'''

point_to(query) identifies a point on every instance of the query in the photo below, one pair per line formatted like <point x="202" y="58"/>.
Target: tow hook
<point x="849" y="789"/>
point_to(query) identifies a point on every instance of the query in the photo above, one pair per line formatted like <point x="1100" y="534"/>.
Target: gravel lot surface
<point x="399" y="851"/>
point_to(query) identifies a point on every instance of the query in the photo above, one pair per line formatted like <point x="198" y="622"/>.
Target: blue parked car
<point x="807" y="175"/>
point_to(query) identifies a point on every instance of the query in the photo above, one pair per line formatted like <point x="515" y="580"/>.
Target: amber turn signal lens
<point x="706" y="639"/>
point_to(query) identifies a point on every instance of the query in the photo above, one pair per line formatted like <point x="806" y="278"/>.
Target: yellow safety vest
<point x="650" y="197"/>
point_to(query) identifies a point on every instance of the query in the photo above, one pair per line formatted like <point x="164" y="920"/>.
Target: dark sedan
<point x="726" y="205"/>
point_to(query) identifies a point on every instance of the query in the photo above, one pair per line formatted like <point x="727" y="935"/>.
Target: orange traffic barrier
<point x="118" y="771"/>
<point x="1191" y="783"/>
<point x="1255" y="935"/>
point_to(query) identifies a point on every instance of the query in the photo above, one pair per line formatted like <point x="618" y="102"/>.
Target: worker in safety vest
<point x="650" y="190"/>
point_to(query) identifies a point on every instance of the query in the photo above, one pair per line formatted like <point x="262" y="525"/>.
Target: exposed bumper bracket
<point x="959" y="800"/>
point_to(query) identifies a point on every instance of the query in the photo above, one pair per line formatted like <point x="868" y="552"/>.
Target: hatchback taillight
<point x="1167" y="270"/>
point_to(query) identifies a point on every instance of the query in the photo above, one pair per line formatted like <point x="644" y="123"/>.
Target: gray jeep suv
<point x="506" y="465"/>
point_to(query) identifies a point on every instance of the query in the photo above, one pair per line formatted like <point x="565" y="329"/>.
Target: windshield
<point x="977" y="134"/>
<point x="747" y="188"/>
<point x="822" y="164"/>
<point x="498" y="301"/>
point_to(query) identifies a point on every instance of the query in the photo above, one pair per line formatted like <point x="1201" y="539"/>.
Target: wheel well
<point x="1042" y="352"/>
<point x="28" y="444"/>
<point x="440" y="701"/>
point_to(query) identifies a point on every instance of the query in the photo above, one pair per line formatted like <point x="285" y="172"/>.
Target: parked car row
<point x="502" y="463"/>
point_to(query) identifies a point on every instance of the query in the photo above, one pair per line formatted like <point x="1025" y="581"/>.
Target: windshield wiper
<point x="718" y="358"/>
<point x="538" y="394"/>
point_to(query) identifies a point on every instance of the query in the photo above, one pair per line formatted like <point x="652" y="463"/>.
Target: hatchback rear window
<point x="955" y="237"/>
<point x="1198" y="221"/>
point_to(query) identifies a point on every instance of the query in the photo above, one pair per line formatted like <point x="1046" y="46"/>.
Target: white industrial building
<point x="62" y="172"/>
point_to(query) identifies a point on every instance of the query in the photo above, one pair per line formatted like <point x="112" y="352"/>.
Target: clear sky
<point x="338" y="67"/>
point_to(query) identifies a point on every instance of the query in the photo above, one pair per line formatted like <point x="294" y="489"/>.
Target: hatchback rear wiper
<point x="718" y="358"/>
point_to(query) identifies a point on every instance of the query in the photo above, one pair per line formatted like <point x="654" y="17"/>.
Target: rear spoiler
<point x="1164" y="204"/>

'''

Starting at the line with "Target: clear sky", copy every line up to and including the last one in the entries above.

• [Answer section]:
Target: clear sky
<point x="338" y="67"/>
point_to(query) identifies a point on every instance of the query in the photo above, one pair per line formatted like <point x="294" y="489"/>.
Target: hatchback rear wiper
<point x="718" y="358"/>
point_to(query) identifies a point on every instance of the query in the photo above, one pair per line formatted like <point x="654" y="17"/>.
Target: rear spoiler
<point x="1164" y="204"/>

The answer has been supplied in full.